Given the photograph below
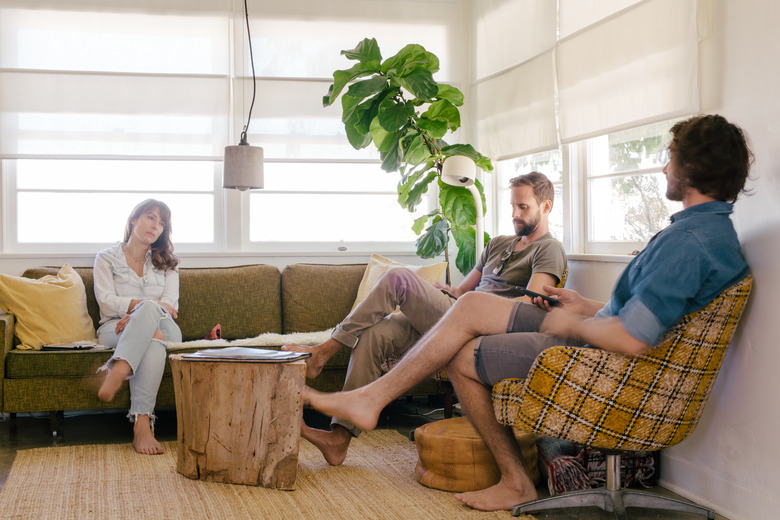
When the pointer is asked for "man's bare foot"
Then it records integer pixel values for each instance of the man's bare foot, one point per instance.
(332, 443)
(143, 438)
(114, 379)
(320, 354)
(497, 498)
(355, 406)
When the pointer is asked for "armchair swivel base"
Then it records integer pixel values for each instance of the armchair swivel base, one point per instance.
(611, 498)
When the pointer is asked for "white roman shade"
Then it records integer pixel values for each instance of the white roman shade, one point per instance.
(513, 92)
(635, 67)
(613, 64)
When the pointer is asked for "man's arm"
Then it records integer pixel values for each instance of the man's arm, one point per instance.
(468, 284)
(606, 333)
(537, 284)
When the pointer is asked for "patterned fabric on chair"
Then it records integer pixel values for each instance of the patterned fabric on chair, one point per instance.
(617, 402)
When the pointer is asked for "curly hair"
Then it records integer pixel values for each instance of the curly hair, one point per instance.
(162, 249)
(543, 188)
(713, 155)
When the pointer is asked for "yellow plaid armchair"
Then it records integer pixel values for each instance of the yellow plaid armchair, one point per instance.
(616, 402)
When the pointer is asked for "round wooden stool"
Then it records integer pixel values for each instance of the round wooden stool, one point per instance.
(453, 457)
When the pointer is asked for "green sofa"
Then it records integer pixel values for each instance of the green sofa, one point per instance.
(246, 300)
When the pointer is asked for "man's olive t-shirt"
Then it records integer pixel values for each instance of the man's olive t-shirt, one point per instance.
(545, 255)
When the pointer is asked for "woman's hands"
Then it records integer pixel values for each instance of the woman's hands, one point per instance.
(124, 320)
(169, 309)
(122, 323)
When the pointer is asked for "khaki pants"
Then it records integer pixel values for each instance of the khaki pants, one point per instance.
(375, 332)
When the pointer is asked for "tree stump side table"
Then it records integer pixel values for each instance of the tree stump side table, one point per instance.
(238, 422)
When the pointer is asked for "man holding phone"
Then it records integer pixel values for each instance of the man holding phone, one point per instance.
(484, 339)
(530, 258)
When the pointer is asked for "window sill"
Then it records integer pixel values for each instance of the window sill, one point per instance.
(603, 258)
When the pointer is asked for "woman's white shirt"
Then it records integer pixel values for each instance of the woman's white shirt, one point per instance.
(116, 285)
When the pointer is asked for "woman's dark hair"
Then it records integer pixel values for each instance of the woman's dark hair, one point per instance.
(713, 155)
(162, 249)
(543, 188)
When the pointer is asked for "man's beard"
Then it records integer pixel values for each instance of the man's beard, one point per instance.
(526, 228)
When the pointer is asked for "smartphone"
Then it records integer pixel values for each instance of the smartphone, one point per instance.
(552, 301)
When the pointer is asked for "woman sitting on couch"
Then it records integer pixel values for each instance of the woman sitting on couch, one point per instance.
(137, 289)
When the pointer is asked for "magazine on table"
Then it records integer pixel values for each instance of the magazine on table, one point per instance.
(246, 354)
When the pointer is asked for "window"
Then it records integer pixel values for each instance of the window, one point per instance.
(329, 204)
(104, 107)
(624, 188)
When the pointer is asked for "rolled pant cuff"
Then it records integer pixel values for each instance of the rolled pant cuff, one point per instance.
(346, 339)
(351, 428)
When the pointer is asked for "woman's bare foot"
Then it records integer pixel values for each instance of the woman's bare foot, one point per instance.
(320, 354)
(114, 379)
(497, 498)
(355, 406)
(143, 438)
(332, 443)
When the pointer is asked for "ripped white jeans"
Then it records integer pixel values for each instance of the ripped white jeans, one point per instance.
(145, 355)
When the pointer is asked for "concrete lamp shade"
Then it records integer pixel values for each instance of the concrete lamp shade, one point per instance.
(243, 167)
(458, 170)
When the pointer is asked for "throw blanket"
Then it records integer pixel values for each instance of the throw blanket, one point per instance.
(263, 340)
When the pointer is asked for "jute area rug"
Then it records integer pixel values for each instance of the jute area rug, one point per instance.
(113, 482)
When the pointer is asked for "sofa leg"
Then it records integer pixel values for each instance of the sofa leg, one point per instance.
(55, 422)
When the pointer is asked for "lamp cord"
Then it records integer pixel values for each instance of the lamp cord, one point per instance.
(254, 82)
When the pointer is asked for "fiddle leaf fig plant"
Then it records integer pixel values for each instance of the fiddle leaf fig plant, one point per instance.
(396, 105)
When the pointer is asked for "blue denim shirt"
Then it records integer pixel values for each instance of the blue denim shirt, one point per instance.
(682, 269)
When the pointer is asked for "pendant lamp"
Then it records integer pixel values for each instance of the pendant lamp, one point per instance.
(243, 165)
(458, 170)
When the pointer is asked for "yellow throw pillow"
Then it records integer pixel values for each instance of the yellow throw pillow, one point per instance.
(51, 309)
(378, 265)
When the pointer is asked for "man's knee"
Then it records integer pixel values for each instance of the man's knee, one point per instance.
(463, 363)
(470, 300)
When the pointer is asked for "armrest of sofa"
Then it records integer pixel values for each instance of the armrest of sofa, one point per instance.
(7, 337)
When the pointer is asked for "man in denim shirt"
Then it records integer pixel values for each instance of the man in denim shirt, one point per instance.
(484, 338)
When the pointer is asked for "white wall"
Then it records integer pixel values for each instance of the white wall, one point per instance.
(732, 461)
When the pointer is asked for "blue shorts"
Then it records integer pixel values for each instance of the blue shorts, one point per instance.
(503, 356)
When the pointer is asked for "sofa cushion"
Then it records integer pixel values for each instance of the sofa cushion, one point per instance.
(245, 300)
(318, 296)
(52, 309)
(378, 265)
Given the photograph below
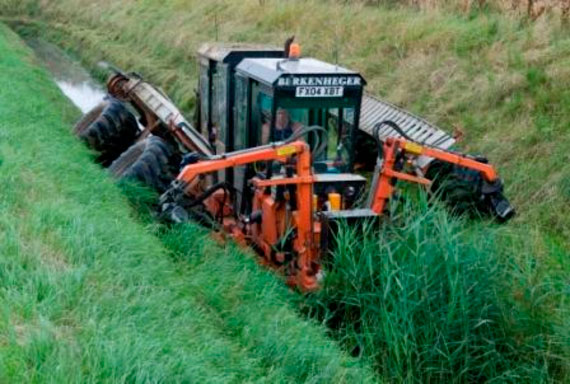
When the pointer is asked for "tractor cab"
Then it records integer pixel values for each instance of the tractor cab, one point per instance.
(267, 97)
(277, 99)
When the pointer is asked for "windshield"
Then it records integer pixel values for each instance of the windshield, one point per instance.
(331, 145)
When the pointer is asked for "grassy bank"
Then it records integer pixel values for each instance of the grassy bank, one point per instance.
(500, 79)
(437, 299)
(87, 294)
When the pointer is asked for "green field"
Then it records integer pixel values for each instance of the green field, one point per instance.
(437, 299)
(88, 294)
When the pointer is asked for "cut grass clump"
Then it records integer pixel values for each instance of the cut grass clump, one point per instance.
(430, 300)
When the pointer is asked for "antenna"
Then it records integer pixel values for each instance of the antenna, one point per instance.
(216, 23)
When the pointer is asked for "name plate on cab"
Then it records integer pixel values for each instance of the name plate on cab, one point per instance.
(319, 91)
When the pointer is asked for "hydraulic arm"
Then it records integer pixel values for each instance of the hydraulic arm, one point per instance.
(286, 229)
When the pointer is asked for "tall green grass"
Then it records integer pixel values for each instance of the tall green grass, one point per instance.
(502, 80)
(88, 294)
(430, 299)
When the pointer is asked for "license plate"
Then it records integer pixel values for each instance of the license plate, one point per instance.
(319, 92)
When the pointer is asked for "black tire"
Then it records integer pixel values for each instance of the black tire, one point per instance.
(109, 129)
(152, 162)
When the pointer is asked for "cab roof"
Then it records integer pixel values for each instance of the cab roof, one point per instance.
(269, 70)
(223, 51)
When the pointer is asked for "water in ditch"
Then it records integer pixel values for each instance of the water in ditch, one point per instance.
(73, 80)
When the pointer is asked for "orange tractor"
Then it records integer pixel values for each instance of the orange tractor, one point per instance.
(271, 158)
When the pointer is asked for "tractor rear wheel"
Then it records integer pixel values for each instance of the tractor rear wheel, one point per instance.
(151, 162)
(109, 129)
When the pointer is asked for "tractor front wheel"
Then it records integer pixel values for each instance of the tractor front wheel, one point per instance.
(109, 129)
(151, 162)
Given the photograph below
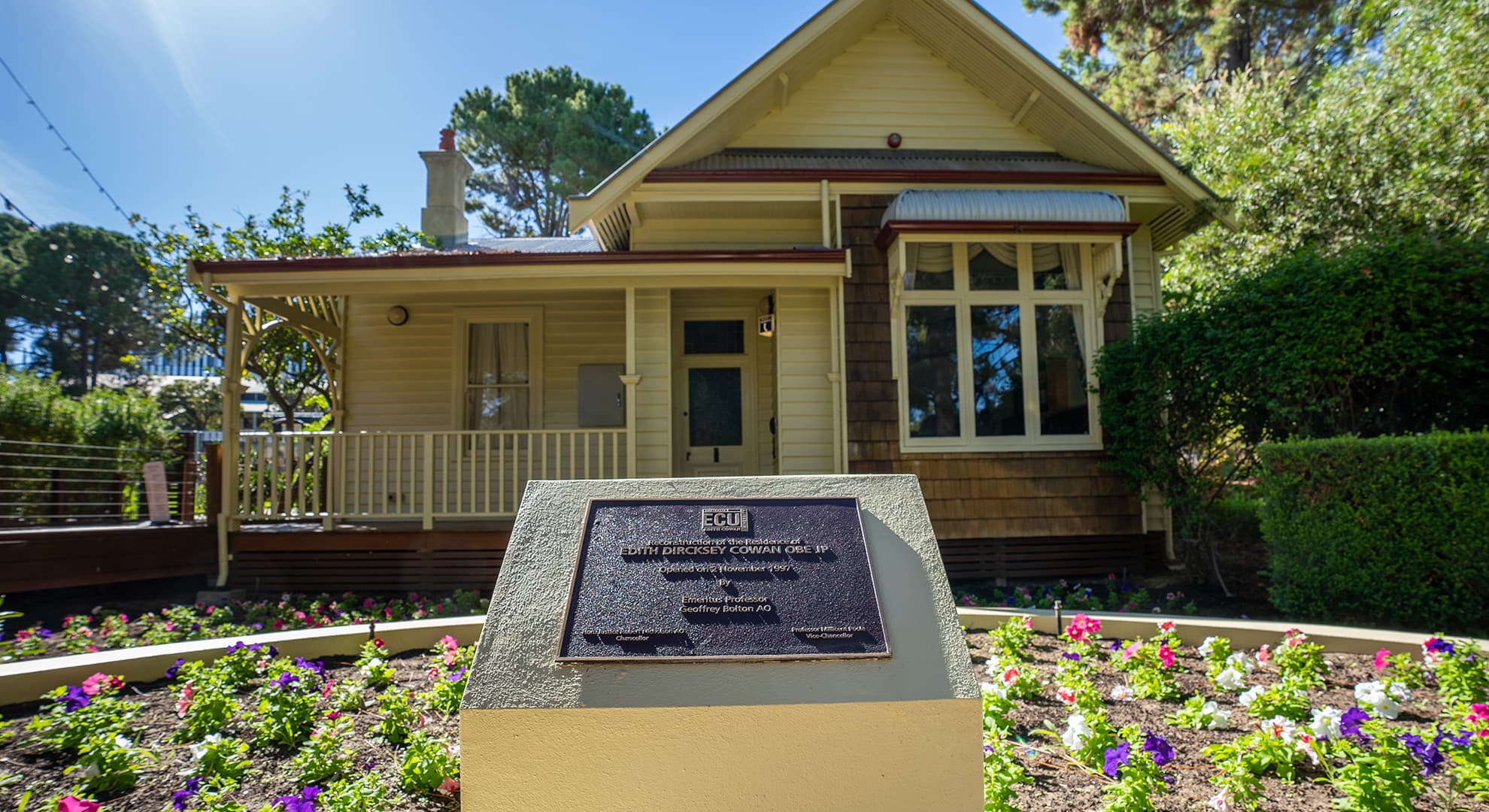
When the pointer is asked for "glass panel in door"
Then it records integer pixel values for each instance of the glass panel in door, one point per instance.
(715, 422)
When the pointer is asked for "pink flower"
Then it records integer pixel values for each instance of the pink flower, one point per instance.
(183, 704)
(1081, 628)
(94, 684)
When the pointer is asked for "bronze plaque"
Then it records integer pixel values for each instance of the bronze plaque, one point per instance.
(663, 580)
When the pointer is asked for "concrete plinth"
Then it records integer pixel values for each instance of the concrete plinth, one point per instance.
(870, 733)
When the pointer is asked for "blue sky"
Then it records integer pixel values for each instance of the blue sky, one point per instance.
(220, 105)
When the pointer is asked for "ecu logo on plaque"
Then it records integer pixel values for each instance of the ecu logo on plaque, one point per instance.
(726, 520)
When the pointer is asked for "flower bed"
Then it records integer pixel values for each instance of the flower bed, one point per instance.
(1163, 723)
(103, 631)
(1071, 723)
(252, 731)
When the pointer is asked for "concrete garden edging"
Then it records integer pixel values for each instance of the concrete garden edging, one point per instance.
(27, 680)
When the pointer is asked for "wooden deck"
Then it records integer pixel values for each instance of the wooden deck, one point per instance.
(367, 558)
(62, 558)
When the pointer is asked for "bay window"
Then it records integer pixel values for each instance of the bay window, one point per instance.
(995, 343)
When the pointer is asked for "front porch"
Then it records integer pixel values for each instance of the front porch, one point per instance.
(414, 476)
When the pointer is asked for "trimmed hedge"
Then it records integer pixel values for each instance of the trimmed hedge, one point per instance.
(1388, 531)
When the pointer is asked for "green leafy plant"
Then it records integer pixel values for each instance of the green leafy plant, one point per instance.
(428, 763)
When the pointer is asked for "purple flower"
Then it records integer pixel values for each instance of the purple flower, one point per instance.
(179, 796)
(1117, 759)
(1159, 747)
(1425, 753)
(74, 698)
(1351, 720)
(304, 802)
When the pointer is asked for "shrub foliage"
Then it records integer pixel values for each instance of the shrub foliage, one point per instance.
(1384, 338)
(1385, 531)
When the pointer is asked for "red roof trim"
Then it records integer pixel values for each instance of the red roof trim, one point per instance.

■ ■ ■ ■ ■ ■ ■

▶ _Exercise directions_: Only one span is to be repeated: the line with "hedge, one point per instance." through the final line of the entries above, word for word.

▶ _Reply to the task_:
Then it records integer pixel values for each instance of the trimmed hedge, one point per instance.
(1388, 531)
When the pointer is asked for "green leafy plant"
Then it records integer pixel values for each instance of the green leafy plant, one point per instance.
(428, 763)
When the pointer is asked for "purple flower"
Then it records integer pixel values for each instance of the purple flower, one point per instance.
(179, 796)
(1117, 759)
(1159, 747)
(1425, 753)
(74, 698)
(1351, 720)
(304, 802)
When the pointer is asked for "shrub foliage"
Then it records integer pixel values for each instance of the shrub foliage, one point per instance.
(1384, 338)
(1385, 531)
When the pointer is asked for "red roof trim"
Then it records integer pixel values for each instance of the red roof trim, one point per instance.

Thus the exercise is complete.